**FRAGMENTO DE LECTURA**
== == ==
Lozano llegó a Tijuana el 5 de febrero, y después de tres meses pudo conseguir una cita a través de CBP One, aunque su entrevista fue a más de 640 kilómetros de distancia, en Nogales, en la frontera entre Arizona y México.

El 4 de mayo, se formó junto a otros migrantes y, cuando llegó su turno, los funcionarios federales de inmigración le dijeron que esperara a un lado después de revisar su documento de identidad de México, en el que aún figura el nombre que le dieron sus padres cuando nació, explicó.

Dejaron pasar a otros antes que a ella y eso la inquietó. Entonces, una funcionaria la llevó a una habitación y le preguntó por qué nombre le gustaría que se refirieran a ella.

“Fue muy respetuosa, me preguntó por qué huía de mi país y después tomó mis huellas dactilares. Luego me dijo que mi cita con el tribunal de inmigración sería en Tennessee”, contó Lozano.

Tennessee, al igual que una creciente oleada de estados estadounidenses controlados por los republicanos, está promoviendo leyes anti-transgénero en medio de la ofensiva de la derecha contra el aborto, el control de armas, la inmigración y la igualdad de las personas LGBTQ+ en general.

Sin embargo, Lozano se siente motivada por el panorama general de su vida cuando mira hacia delante y hacia atrás.

“Aunque ya estoy pensando en mi futuro aquí, con frecuencia pienso en La Casita, especialmente en Susy. En cuanto gane un poco de dinero, le enviaré un regalito. Estoy muy agradecida con ella”.
== == ==
**DATOS DISPONIBLES**
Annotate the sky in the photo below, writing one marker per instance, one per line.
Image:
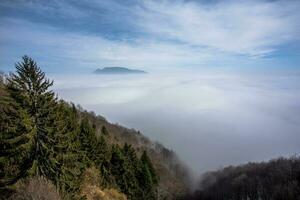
(223, 83)
(210, 119)
(78, 36)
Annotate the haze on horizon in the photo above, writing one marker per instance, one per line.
(223, 86)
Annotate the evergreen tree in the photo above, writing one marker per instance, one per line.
(67, 149)
(147, 177)
(147, 162)
(30, 90)
(15, 139)
(87, 138)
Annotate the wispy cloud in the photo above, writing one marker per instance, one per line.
(253, 28)
(147, 33)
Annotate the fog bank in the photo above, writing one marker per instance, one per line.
(210, 119)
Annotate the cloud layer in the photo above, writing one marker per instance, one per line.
(209, 119)
(150, 34)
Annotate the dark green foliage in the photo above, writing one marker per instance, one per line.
(275, 180)
(29, 90)
(42, 136)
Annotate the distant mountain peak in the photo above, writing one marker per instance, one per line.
(118, 70)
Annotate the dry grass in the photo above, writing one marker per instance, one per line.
(91, 189)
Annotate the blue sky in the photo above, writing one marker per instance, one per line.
(79, 36)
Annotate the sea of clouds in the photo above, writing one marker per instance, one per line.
(210, 119)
== == ==
**TAREA POR REALIZAR**
Copia la parte del fragmento de lectura que comienza con las palabras que contienen "Tennessee, al igual" y termina con "LGBTQ+ en general.", pero sustituye "republicanos" por "conservadores". Los ítems no hacen falta para resolver el ejercicio.

**RESPUESTA DEL EJERCICIO**
Tennessee, al igual que una creciente oleada de estados estadounidenses controlados por los conservadores, está promoviendo leyes anti-transgénero en medio de la ofensiva de la derecha contra el aborto, el control de armas, la inmigración y la igualdad de las personas LGBTQ+ en general.